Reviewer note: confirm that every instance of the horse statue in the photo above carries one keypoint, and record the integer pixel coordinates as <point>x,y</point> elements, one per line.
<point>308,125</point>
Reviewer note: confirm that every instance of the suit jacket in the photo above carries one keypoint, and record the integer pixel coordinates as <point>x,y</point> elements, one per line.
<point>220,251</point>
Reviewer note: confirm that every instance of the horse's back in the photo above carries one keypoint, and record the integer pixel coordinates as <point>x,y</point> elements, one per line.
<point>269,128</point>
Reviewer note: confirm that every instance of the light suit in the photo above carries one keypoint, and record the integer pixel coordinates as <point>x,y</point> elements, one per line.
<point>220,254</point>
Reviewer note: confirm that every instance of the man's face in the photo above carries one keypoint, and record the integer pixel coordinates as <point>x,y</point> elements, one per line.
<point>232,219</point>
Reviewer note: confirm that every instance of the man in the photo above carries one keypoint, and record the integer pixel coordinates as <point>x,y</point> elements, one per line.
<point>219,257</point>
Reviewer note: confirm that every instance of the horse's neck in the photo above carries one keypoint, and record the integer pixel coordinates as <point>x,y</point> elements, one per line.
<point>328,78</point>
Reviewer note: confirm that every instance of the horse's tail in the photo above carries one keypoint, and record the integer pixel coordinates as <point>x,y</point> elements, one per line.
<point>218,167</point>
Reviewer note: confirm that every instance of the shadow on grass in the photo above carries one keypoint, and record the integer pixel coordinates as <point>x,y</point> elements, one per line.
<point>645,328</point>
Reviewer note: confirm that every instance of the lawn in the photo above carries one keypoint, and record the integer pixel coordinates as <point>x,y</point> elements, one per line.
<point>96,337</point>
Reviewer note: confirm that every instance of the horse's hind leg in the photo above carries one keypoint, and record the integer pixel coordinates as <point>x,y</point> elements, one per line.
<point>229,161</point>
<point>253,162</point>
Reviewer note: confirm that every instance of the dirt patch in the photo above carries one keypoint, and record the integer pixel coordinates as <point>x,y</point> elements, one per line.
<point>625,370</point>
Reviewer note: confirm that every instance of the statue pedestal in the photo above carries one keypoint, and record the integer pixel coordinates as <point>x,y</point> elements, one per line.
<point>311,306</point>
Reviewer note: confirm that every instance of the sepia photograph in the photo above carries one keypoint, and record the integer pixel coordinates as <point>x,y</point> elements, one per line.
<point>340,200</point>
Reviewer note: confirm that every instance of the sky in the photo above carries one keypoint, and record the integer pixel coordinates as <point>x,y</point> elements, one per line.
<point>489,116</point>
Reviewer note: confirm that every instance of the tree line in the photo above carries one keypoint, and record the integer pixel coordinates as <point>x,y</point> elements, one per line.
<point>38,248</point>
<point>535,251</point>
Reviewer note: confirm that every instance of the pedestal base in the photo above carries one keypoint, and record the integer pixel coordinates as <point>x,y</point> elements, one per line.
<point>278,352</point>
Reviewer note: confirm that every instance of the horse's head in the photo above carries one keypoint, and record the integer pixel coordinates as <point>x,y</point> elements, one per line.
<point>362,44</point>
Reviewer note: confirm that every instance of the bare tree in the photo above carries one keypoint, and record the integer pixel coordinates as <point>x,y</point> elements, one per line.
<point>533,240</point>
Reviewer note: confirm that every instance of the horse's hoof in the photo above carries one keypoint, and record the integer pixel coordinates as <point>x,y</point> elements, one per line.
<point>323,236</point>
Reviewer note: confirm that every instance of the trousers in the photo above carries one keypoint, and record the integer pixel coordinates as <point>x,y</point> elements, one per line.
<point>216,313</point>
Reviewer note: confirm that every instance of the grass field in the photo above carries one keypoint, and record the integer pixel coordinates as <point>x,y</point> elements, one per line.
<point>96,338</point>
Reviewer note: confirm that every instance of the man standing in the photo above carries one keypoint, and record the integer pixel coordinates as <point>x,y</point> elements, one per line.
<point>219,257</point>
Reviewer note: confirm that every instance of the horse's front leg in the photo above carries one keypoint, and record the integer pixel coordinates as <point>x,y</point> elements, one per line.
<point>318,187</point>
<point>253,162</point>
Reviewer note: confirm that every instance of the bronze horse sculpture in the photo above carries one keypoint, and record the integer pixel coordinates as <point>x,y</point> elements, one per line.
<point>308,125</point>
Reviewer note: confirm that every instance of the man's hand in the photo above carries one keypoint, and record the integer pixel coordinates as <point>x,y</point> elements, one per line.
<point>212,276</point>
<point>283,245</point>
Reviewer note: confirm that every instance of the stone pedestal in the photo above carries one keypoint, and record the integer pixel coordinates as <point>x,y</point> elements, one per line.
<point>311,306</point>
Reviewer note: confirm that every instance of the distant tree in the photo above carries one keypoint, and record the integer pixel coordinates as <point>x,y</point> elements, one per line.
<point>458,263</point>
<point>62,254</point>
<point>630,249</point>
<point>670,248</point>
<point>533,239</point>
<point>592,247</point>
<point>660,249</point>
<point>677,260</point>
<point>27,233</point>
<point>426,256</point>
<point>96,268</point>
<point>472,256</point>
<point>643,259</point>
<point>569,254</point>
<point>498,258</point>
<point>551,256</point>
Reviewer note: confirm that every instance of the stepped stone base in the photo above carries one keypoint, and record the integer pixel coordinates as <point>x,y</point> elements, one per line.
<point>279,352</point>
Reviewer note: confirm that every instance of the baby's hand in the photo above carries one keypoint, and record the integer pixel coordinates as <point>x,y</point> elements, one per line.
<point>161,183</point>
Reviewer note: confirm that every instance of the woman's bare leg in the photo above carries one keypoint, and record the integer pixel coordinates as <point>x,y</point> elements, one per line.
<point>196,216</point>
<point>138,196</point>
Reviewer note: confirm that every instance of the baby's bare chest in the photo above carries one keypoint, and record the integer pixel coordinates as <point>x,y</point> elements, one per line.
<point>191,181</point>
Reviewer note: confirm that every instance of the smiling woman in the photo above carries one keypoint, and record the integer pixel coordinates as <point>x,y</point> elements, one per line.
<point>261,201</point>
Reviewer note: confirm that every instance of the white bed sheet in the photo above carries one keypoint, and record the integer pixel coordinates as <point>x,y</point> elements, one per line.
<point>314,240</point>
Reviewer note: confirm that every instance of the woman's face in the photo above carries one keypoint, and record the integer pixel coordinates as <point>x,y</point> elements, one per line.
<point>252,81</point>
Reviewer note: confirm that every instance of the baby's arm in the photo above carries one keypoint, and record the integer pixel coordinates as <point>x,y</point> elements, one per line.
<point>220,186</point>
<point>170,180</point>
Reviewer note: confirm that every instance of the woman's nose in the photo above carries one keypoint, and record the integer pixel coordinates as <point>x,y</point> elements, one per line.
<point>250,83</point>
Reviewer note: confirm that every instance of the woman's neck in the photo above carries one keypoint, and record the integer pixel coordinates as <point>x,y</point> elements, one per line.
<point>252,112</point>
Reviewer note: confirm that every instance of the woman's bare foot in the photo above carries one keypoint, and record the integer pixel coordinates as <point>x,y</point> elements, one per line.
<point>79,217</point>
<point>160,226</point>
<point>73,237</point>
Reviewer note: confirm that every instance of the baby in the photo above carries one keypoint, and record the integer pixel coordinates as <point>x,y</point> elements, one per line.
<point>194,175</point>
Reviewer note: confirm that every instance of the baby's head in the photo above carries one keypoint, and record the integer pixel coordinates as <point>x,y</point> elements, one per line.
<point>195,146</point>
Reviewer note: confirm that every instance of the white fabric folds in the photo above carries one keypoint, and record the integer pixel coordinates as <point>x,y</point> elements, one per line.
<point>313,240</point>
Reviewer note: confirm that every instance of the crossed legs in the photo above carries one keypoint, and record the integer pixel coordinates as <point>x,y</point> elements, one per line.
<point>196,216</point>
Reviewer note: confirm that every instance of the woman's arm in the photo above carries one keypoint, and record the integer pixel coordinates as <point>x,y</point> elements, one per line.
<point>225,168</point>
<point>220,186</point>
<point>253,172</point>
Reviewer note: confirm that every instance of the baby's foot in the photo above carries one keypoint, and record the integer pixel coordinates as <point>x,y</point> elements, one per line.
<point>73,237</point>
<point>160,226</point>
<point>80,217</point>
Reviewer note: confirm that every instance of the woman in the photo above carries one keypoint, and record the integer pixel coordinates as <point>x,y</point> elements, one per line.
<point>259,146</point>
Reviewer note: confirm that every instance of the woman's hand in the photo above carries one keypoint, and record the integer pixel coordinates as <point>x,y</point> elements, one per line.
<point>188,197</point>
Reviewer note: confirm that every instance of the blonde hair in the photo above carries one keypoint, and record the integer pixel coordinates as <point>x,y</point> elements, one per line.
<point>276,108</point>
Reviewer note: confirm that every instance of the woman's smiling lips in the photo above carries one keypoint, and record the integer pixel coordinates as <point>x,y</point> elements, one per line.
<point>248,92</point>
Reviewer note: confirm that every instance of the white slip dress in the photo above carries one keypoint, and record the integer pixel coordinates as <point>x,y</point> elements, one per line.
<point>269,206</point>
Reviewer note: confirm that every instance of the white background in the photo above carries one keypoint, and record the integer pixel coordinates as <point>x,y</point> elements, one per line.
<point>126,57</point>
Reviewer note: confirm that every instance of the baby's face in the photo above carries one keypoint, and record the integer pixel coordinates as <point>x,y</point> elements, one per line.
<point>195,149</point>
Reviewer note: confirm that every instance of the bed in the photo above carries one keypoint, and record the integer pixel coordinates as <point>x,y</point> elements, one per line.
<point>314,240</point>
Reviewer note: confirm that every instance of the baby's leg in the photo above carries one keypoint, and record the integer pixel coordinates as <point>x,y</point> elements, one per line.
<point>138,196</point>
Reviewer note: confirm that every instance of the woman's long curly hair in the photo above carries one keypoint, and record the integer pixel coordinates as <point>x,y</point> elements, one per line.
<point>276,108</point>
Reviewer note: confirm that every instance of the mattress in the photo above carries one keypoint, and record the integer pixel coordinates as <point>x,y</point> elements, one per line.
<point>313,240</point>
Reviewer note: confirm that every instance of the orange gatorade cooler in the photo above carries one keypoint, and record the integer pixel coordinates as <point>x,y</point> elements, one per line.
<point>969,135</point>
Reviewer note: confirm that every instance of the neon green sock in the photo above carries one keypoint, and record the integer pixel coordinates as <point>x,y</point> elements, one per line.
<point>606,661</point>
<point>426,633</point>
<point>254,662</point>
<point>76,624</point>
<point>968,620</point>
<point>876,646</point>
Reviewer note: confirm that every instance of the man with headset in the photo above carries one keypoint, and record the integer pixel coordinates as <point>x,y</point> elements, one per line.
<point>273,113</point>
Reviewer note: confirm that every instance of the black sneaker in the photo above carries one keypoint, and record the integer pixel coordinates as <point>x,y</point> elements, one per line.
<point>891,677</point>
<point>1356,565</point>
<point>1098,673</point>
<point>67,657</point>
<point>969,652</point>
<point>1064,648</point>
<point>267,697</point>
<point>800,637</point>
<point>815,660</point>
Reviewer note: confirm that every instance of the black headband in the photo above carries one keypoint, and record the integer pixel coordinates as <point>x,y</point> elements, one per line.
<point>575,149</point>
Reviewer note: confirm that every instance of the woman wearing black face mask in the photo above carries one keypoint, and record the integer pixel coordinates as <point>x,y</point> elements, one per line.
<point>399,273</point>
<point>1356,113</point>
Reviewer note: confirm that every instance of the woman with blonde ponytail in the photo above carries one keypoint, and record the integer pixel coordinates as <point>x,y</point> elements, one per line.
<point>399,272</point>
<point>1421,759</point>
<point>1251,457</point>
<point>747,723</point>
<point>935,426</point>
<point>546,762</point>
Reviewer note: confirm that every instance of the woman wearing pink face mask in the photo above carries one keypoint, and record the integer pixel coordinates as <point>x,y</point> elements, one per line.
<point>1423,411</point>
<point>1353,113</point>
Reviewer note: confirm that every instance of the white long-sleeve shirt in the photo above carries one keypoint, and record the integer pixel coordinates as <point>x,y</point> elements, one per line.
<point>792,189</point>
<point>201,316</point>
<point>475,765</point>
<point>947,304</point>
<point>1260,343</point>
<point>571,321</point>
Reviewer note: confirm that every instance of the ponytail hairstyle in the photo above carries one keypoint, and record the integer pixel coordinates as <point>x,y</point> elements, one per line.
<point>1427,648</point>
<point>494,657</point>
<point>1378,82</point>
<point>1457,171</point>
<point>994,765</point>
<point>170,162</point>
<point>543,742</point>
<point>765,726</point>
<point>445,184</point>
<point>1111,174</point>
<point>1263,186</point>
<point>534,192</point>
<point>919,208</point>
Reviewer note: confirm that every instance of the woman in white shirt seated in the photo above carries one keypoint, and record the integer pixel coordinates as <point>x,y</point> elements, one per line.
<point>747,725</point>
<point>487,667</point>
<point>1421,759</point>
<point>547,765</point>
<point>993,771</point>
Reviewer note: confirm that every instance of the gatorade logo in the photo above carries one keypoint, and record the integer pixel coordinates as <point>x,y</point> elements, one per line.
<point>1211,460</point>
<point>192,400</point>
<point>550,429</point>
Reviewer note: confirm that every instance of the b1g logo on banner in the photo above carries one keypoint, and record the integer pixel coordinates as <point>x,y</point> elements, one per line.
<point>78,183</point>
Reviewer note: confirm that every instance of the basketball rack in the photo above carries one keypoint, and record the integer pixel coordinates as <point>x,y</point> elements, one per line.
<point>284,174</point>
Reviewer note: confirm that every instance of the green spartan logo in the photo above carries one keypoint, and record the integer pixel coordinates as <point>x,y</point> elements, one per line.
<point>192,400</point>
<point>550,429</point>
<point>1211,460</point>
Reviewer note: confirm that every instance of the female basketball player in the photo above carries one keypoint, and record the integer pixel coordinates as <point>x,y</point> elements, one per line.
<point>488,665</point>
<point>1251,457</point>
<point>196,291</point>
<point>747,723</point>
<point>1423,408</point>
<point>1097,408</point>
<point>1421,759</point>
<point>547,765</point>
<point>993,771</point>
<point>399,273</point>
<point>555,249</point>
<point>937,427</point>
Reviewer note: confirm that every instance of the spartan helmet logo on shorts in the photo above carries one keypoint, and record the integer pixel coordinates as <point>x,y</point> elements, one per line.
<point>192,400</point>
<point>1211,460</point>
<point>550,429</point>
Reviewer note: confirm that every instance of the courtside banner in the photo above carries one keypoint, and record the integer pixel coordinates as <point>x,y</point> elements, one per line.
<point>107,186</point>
□ □ □ □ □
**EXERCISE GOAL**
Output verbatim only the lines of the listing above that begin at the line containing "woman's bare leg" and end after the line containing "<point>191,181</point>", with both of those lines included.

**RESULT FOR THIS EXERCISE**
Reviewer note: confirm that every instance of the woman's bare leg in the photo above carries one keypoint, and record the integer pixel coordinates as <point>x,y</point> elements, one per line.
<point>196,216</point>
<point>138,196</point>
Reviewer note: confirm that every instance of the baby's bare chest in the photo above carries one keypoint, and record the integer pixel coordinates as <point>x,y</point> elements, one per line.
<point>191,181</point>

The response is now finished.